** Document extract follows **

A & S Interview: Leonard Bruno
The Library of Congress manuscript specialist looks after some of aviation's most historic documents.
- By Pat Trenner
- Air & Space magazine, July 2007
Courtesy Leonard Bruno
Leonard Bruno took a temporary writing and research job in the Library of Congress’ Science and Technology Division in 1969. Twenty-six years later he joined the manuscript division, where he now looks after for some of aviation’s most historic documents, including the Wright Brothers’ papers. Air & Space Senior Editor Pat Trenner spoke to him in April 2007.
A&S: As the science manuscript specialist, you’re responsible for over 500 individual collections covering nearly all the major science and technology disciplines. Is it frustrating to spread yourself so thin?

** End of Document extract **

## Task details
Copy the passage from the Leonard Bruno interview word for word, starting with "A & S Interview: Leonard" and going on through "in April 2007.".

** Provided records follows **

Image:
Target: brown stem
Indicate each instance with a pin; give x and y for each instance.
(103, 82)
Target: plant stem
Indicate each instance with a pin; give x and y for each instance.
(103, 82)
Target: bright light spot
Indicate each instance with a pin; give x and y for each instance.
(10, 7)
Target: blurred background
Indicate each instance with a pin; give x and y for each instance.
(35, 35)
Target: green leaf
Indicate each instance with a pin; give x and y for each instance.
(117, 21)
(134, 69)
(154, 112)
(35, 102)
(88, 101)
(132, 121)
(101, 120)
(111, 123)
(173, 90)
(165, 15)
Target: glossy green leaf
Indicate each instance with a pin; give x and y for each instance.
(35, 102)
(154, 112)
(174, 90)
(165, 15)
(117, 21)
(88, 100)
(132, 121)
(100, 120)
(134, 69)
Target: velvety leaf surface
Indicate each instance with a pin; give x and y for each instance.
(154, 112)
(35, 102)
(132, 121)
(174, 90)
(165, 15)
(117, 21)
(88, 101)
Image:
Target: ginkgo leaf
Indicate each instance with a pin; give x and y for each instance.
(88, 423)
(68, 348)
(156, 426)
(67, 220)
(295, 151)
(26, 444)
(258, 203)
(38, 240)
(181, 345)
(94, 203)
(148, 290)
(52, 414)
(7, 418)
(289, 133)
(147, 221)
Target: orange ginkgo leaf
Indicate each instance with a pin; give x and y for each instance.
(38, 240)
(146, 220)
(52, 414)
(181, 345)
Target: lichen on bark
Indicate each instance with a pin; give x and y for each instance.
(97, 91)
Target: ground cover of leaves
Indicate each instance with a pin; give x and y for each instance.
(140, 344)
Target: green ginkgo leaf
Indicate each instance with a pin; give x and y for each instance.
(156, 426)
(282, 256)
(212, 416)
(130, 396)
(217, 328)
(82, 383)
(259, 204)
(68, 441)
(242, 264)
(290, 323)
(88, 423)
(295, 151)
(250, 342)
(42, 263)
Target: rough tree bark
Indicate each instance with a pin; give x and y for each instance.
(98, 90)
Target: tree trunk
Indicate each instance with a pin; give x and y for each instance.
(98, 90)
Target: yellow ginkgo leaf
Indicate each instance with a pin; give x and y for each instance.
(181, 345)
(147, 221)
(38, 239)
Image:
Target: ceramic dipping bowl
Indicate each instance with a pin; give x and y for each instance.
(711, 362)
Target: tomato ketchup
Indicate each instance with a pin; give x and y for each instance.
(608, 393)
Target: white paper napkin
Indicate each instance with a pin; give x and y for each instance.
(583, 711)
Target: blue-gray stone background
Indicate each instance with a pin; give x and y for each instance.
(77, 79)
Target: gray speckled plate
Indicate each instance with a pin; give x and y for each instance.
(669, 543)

** End of Provided records **

## Reply to the task
A & S Interview: Leonard Bruno
The Library of Congress manuscript specialist looks after some of aviation's most historic documents.
- By Pat Trenner
- Air & Space magazine, July 2007
Courtesy Leonard Bruno
Leonard Bruno took a temporary writing and research job in the Library of Congress’ Science and Technology Division in 1969. Twenty-six years later he joined the manuscript division, where he now looks after for some of aviation’s most historic documents, including the Wright Brothers’ papers. Air & Space Senior Editor Pat Trenner spoke to him in April 2007.